## Text block
'''

Paramount Group CEO Pushed for No-bid Contract
Paramount Group is facing scrutiny over whether the company is putting the interests of its CEO Albert Behler ahead of shareholders.
Paramount, a publicly traded REIT and a major landlord in New York City and San Francisco, revealed in a Securities and Exchange Commission filing earlier this year it paid millions of dollars to Behler’s outside businesses, including to a private jet company in which Behler had a 50 percent stake.
Last month, the firm disclosed it is under an SEC investigation over disclosures related to conflicts of interest, perks, related-party deals, and executive compensation.
Now, The Real Deal discovered Behler pushed for a no-bid securities contract for 60 Wall Street, a 1.6 million-square-foot vacant office building in which Paramount holds only a 5 percent stake, to Guardian Services, according to sources and communications reviewed by TRD.

'''

## Data listing
'''

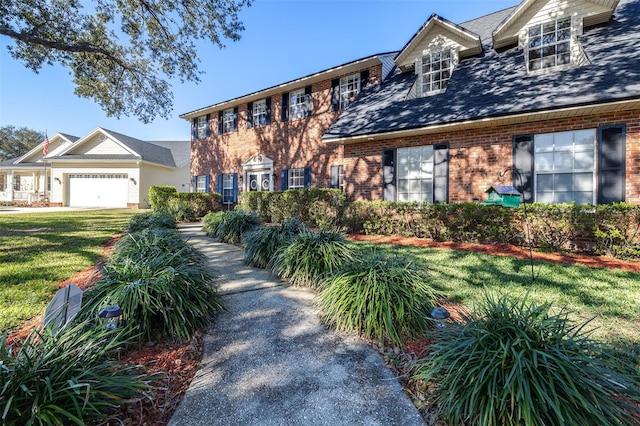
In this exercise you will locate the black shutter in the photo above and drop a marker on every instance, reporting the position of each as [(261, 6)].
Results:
[(611, 164), (335, 94), (334, 178), (441, 173), (364, 79), (523, 165), (235, 188), (268, 118), (308, 101), (307, 177), (285, 106), (250, 115), (389, 175), (235, 119)]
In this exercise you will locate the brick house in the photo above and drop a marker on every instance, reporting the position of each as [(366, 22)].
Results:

'''

## Requirement
Reproduce the stretch of the Paramount Group text from "Last month, the" through "and executive compensation.".

## Expected answer
Last month, the firm disclosed it is under an SEC investigation over disclosures related to conflicts of interest, perks, related-party deals, and executive compensation.